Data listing
● ● ● ● ● ● ●

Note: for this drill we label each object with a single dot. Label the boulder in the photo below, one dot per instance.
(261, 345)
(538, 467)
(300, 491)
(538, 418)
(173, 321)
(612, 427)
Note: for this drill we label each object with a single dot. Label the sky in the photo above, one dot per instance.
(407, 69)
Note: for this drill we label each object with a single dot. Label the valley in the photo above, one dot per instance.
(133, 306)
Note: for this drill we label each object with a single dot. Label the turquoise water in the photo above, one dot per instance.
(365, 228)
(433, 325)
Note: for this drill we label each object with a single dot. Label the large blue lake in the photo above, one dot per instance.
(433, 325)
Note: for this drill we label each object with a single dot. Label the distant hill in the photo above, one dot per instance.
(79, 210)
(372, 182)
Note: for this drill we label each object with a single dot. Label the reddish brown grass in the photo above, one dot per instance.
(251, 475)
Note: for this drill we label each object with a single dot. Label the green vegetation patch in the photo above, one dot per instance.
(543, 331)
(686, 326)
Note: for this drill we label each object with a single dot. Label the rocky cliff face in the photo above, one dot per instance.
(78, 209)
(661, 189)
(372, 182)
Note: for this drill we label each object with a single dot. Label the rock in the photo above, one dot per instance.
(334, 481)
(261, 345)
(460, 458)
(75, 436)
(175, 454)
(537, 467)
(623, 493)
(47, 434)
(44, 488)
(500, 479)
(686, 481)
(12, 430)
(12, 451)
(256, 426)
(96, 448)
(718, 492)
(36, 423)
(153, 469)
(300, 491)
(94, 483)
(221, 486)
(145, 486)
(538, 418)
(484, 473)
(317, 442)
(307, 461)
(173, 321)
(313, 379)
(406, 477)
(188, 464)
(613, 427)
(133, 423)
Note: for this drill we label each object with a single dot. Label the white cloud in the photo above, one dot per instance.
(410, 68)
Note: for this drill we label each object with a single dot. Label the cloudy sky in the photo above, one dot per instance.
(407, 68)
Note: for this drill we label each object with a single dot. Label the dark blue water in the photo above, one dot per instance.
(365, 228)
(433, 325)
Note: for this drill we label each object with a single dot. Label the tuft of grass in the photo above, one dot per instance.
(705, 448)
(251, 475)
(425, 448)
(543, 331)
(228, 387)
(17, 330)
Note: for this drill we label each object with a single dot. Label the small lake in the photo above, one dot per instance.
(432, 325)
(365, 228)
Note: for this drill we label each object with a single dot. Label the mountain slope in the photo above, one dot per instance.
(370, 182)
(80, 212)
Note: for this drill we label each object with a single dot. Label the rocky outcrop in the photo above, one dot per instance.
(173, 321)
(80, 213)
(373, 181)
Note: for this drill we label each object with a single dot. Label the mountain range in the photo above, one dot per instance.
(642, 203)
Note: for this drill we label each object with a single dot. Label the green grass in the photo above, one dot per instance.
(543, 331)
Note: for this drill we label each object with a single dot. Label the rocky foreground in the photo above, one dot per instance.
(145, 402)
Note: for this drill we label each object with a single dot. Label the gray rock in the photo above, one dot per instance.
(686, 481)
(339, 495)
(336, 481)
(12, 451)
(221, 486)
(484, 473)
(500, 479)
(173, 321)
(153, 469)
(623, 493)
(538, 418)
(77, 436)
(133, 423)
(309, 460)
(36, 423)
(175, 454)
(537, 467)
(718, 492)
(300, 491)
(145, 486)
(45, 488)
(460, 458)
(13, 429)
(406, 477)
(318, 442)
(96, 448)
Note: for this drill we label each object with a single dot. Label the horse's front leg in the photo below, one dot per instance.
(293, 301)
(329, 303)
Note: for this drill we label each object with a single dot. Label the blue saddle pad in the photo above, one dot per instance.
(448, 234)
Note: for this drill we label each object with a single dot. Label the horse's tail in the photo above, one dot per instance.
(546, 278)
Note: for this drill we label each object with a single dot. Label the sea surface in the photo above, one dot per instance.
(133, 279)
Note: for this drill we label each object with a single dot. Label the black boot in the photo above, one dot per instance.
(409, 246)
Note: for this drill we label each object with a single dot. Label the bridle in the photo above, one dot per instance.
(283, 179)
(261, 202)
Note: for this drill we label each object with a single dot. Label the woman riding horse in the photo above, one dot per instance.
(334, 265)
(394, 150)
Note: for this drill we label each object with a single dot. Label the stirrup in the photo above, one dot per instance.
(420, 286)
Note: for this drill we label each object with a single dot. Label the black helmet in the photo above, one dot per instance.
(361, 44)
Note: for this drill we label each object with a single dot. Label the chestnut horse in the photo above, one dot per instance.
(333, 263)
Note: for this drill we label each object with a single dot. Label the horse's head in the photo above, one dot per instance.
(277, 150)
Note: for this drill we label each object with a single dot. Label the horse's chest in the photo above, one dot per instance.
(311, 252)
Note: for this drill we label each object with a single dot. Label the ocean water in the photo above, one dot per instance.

● ● ● ● ● ● ●

- [Problem] Please reproduce the listing above word for word, keeping every line in its original order.

- [The reply]
Note: for this drill we label each object with a single dot. Label the boulder in the photo below, one dot per instance.
(261, 345)
(538, 467)
(300, 491)
(538, 418)
(173, 321)
(612, 427)
Note: for this drill we label each object with a single dot. Label the sky in the photo above, one dot per instance.
(407, 69)
Note: for this drill we label each object with a single dot. Label the valley in the photo above, one dot per instance.
(133, 306)
Note: for this drill we label each object with a single dot. Label the turquoise water in the photo above, one dot per instance.
(365, 228)
(433, 325)
Note: for this drill we label each object with a single dot. Label the large blue lake in the photo above, one dot per instance.
(433, 325)
Note: for this drill we label each object with a single dot. Label the distant hill in the photo above, one dot per instance.
(79, 210)
(372, 182)
Note: for this drill we label each object with a single dot. Label the reddish brown grass in the photo above, one dot per instance.
(251, 475)
Note: for this drill we label each object with a single dot. Label the green vegetation patch in the photo above, one dot per instance.
(543, 331)
(686, 326)
Note: for this drill we label each object with a single dot. Label the rocky cliff face in the photo above, one dot per instance.
(78, 209)
(661, 189)
(372, 182)
Note: for this drill we label each object with a single dot. Label the rock in the photo above, one dot per instance.
(334, 481)
(261, 345)
(460, 458)
(75, 436)
(175, 454)
(537, 467)
(623, 493)
(47, 434)
(44, 488)
(500, 479)
(686, 481)
(12, 430)
(12, 451)
(256, 426)
(96, 448)
(718, 492)
(36, 423)
(153, 469)
(300, 491)
(94, 483)
(221, 486)
(145, 486)
(538, 418)
(484, 473)
(317, 442)
(307, 461)
(173, 321)
(313, 379)
(406, 477)
(188, 464)
(613, 427)
(133, 423)
Note: for this drill we label each object with a single dot. Label the white cloud in the photo above, one dot per instance.
(410, 68)
Note: for this drill we label each object with a single dot. Label the cloudy sky in the photo above, one dot per instance.
(407, 68)
Note: for this drill we label each object with a single dot. Label the dark blue water in the photo above, one dot per instance.
(365, 228)
(433, 325)
Note: for this drill we label each object with a single dot. Label the tuft of grass in the photo above, one dot per instance.
(705, 448)
(251, 475)
(425, 448)
(543, 331)
(228, 387)
(17, 330)
Note: for this drill we label each object with a single dot. Label the small lake in the photo above, one dot per instance.
(432, 325)
(365, 228)
Note: for this drill we label each object with a single dot. Label the mountain slope in the photo above, one dot per instance.
(370, 182)
(80, 212)
Note: for this drill we label each object with a single dot. Label the rocky outcrop in the photo above, one dot per instance.
(173, 321)
(80, 213)
(373, 181)
Note: for this drill we label each object with a single dot. Label the mountain range in the photo above, one dot per instance.
(642, 203)
Note: for this drill we label each object with a single dot. Label the green grass in the photo above, one dot per instance.
(543, 331)
Note: for this drill we label each object with a single dot. Label the rocky foreground in the photo above, one dot per instance.
(145, 402)
Note: for this drill we label each object with a single dot. Label the gray rock in the photo above, one dot per instance.
(686, 481)
(339, 495)
(336, 481)
(12, 451)
(221, 486)
(484, 473)
(500, 479)
(173, 321)
(153, 469)
(623, 493)
(538, 418)
(77, 436)
(133, 423)
(309, 460)
(36, 423)
(175, 454)
(537, 467)
(718, 492)
(300, 491)
(145, 486)
(45, 488)
(460, 458)
(13, 429)
(406, 477)
(318, 442)
(96, 448)
Note: for this drill we label each object with a single dot. Label the horse's front leg in the photo below, one dot per instance.
(293, 301)
(329, 303)
Note: for this drill we label each object with a single dot. Label the blue saddle pad in the photo above, one dot per instance.
(448, 234)
Note: for this drill we label each object with a single dot. Label the horse's tail in the photo above, one dot per instance.
(546, 278)
Note: for this drill we label each object with a single dot. Label the sea surface in the photo above, one dot per instance.
(133, 279)
Note: for this drill we label each object with a single dot. Label the black boot in the photo above, one dot per instance.
(409, 246)
Note: for this drill we label each object with a single dot. Label the bridle in the photo above, one dot per instance.
(283, 179)
(261, 202)
Note: for this drill we label each object with a single dot. Label the woman riding horse in the photo above, one dot per instance.
(334, 265)
(394, 150)
Note: for this drill we label each object with a single dot. Label the stirrup in the photo above, one dot per instance.
(420, 286)
Note: for this drill we label each object with a single dot. Label the black helmet in the photo above, one dot per instance.
(361, 44)
Note: for this drill we label each object with a single dot. Label the chestnut horse in the photo above, one dot per instance.
(333, 263)
Note: for this drill we label each object with a single dot. Label the horse's head in the photo above, one dot per instance.
(277, 150)
Note: for this drill we label each object with a single dot. Label the horse's chest in the photo above, one dot per instance.
(311, 252)
Note: for this drill we label each object with a single dot. Label the ocean water in the photo above, one dot per instance.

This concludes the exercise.